**DIRECTIVE**.
Transcribe the lines of the records starting with the one that has "of the dark" in it and ending with the last, and transcribe nothing else.

**Excerpts from point annotation data**.

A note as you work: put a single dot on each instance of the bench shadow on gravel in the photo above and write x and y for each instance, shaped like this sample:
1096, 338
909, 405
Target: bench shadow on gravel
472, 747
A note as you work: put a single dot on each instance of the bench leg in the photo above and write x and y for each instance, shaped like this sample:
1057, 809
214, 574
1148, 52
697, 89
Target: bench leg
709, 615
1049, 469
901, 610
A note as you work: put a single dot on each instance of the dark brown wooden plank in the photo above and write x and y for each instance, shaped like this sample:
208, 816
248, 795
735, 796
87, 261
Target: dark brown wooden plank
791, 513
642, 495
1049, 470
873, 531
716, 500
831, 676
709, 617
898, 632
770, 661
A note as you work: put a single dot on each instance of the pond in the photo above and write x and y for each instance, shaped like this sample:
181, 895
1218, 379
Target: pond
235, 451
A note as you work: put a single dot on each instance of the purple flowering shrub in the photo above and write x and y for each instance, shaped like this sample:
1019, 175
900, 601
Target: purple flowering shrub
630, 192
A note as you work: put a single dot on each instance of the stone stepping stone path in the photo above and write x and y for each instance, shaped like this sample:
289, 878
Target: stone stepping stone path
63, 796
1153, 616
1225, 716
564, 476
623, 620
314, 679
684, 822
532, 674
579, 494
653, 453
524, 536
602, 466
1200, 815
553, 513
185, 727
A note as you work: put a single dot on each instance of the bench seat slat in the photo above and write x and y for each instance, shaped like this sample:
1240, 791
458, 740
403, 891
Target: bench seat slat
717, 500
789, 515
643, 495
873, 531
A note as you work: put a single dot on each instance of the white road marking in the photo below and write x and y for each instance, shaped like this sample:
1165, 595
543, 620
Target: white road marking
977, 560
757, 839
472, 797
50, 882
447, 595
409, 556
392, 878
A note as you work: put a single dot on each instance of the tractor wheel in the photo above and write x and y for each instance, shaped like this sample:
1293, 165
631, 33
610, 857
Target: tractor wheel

**WRITTEN REPLY**.
A note as you work: put a single dot on each instance of the dark brown wooden plank in the photo above and write x and y for each instance, shaped like this sample:
208, 816
248, 795
735, 796
87, 261
Target: dark brown wooden plank
791, 513
642, 495
1049, 470
873, 531
716, 500
831, 676
709, 617
898, 632
770, 661
A note as you work: put a single dot on each instance of the pond in the photo above and write x and y for each instance, shaped like this sample:
181, 895
1218, 379
Target: pond
235, 451
A note as you work: put a single dot on each instance of the purple flowering shrub in the photo above and write x and y for each instance, shaped like this sample:
1019, 175
900, 601
Target: purple flowering shrub
630, 192
A note as you work: put a single dot on each instance of the stone stepping stone path in the photo above and write x and y for each instance, shaped like this sample:
289, 878
Target: stone stepping stone path
63, 796
1153, 616
1225, 716
564, 476
623, 620
314, 679
684, 822
532, 674
579, 494
653, 453
524, 536
602, 466
1200, 815
553, 513
185, 727
A note as you work: put a single dot on each instance of the bench seat slat in the photo above and write x and y for each instance, shaped like this sample:
1240, 791
458, 740
403, 891
Target: bench seat slat
717, 500
789, 515
643, 495
873, 531
A note as you work: put a single dot on each instance of the white road marking in the photo below and write x and y for each instance, shaped like this sample:
1165, 595
543, 620
Target: white road marking
977, 560
757, 839
472, 797
50, 882
447, 595
409, 556
392, 878
A note as you work: put a single dot on each instance of the tractor wheel in the photo above and write x and y for each instance, shaped like this sample:
1293, 165
631, 33
610, 857
Target: tractor wheel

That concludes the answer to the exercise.